- **Tasks to perform**:
[a] In the passage on application profiling, reproduce verbatim everything from "You can do a" down to "report with pat_report.".
[b] According to the passage on application profiling, which pat_build option traces all user-defined functions?

- **Source extract**:
* BEGIN *
The next step is to run the application. A directory with a name beginning with the name of your application will be created as a result. This directory contains the profiling information gathered during the run. You can change the name of this output directory with the PAT_RT_EXPDIR_NAME environment variable. For example

$ export PAT_RT_EXPDIR_NAME=apa_sample_exp.${SLURM_JOBID}
$ srun ./app.x+pat

You can use this directory to generate a more detailed report with the pat_report command.

$ pat_report <perftool-output-dir>


Tracing revolves around specific program events like entering or exiting a function. This allows the collection of accurate information about specific areas of the code every time the event occurs. This allows for more accurate and detailed information as data is collected from every traced function call, not a statistical average. Tracing may require the program to be instrumented.

Tracing of an application
Instrumentation of an application for tracing. The instrumentation code is inserted so that all events of interest are captured allowing for much more detailed information.

The main downside is that the instrumentation code inserted will be run every time an instrumented function is called to record the information. This may introduce significant profiling overhead.

Automatic program analysis (APA)

You can do a focused tracing experiment based on the results from the sampling experiment. This is achieved by providing pat_build with a build-options.apa file generated with pat_report from a previous sampling run.

$ pat_build -O <pertools-out-dir>/build-options.apa

This will build a new executable whose name ends with +apa. You can then run this executable to get tracing data and generate a report with pat_report.

Manual analysis

If the automatic program analysis is not sufficient, you have to manually choose your profiling setup. The tracing of the entire program is made possible by using the -w option when building your application with pat_build

$ pat_build -w app.x

Another possibility is to select the function belonging to a particular trace function group. For example, for the MPI group functions

$ pat_build -g mpi app.x

where the -g option is used to select a trace group. There is support for a wide variety of predefined function groups. A full list can be obtained from the pat_build manpage.

User-defined function can be traced with the -T option and provide a list of function names, or use the -t option and provide a file listing the functions to trace.

$ pat_build -w -T func1,func2 app.x
$ pat_build -w -t tracefile app.x

Be careful when you specify the name of the function as the compiler may have altered the name. For example, an underscore character may have been added to the Fortran routine. You can use nm <app> or readelf -s <app> to read the symbol table of your application. In addition, you can choose to trace all the user-defined function, with the -u option.

$ pat_build -u app.x

Of course, you can combine the option presented above to match your needs. For example, you can choose to trace the MPI and OpenMP group and all the user-defined functions.

$ pat_build -g mpi,omp -u app.x
* END *
- **Entries provided**:
* BEGIN *
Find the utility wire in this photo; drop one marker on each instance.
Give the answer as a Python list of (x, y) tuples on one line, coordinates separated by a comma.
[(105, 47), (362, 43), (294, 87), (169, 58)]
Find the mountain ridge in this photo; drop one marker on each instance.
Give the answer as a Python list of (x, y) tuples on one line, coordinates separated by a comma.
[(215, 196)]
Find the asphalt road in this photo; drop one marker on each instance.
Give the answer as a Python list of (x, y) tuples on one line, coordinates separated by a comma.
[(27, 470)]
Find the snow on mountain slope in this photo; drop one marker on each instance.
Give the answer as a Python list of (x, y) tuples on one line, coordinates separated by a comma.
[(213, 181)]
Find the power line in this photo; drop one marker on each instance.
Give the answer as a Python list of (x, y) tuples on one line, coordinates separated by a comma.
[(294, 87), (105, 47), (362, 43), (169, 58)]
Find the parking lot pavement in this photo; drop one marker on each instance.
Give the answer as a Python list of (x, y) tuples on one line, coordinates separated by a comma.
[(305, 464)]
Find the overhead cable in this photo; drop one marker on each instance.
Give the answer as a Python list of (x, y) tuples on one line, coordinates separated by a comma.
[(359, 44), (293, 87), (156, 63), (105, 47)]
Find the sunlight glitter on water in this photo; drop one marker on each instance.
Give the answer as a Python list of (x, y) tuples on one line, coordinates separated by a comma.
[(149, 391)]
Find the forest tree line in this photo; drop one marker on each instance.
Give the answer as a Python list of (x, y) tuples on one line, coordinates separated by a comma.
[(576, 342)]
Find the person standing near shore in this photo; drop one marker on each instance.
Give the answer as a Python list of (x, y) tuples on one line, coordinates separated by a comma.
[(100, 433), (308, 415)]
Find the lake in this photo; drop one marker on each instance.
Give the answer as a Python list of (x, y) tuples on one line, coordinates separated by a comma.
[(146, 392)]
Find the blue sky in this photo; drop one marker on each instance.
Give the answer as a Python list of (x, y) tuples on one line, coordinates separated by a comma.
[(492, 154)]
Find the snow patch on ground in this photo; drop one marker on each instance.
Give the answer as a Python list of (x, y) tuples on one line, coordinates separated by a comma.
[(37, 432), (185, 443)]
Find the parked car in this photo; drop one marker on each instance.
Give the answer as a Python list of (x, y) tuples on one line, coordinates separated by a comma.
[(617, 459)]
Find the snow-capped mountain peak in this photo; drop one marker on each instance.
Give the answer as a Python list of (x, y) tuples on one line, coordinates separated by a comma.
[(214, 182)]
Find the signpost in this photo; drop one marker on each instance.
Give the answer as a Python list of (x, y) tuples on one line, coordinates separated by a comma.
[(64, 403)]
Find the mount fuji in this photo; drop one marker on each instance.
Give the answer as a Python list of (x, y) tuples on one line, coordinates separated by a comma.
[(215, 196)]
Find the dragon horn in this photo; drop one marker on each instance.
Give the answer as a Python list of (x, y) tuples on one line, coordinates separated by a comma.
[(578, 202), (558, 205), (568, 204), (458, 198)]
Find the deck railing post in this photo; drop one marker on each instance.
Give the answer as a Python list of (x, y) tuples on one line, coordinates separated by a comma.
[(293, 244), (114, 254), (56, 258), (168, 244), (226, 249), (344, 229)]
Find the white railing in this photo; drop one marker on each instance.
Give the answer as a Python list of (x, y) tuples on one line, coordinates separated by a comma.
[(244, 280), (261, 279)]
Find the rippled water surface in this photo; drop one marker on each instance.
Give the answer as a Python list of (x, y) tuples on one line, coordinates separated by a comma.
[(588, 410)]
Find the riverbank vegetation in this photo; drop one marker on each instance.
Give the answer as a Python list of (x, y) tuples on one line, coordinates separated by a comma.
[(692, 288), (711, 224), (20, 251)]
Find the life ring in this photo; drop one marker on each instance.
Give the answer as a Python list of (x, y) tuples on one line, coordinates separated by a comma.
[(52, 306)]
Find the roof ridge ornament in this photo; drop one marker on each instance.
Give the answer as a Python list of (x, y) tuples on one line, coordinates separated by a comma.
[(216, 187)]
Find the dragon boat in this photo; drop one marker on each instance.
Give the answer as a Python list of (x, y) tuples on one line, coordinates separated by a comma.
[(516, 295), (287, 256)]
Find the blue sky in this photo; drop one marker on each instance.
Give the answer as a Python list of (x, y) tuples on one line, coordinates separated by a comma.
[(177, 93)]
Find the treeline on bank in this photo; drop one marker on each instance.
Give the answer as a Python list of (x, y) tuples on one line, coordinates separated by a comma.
* END *
- **Solution set**:
[a]
You can do a focused tracing experiment based on the results from the sampling experiment. This is achieved by providing pat_build with a build-options.apa file generated with pat_report from a previous sampling run.

$ pat_build -O <pertools-out-dir>/build-options.apa

This will build a new executable whose name ends with +apa. You can then run this executable to get tracing data and generate a report with pat_report.

[b] The -u option.